[EXTRACTED RECORDS]:
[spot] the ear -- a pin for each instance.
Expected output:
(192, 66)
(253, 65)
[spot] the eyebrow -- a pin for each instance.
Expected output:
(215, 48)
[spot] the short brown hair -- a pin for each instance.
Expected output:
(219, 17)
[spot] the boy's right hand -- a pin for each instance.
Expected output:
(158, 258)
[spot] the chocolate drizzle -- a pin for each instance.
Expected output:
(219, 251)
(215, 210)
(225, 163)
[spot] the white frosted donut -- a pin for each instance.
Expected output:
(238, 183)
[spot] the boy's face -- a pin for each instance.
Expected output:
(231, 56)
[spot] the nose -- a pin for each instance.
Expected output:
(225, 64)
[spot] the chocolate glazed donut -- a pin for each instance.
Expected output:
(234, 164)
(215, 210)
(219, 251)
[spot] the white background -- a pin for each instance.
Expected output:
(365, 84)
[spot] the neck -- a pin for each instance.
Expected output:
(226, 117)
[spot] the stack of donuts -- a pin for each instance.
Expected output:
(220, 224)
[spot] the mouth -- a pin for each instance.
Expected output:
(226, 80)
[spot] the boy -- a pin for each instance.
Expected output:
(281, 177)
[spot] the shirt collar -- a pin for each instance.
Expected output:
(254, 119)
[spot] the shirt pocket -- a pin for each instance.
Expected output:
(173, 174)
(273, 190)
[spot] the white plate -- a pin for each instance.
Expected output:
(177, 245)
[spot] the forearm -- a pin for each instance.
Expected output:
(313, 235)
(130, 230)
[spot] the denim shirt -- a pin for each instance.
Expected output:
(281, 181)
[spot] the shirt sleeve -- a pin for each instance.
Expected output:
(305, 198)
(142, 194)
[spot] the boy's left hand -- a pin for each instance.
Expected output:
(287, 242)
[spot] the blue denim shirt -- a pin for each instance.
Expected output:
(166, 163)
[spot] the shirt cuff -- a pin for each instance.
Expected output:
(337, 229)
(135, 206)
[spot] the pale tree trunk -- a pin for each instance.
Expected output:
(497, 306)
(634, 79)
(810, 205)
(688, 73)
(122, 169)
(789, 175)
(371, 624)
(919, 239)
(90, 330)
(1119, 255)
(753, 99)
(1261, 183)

[WHAT TO DO]: Copy the rows exactly as they appear, starting at the line that contains "[spot] the pale" and ending with the last line of the rows.

[EXERCISE OUTPUT]:
[spot] the pale tree trunk -- a pin for each instance.
Expected output:
(497, 306)
(634, 79)
(810, 205)
(688, 73)
(122, 169)
(789, 175)
(371, 624)
(919, 239)
(90, 330)
(1119, 255)
(753, 99)
(1261, 183)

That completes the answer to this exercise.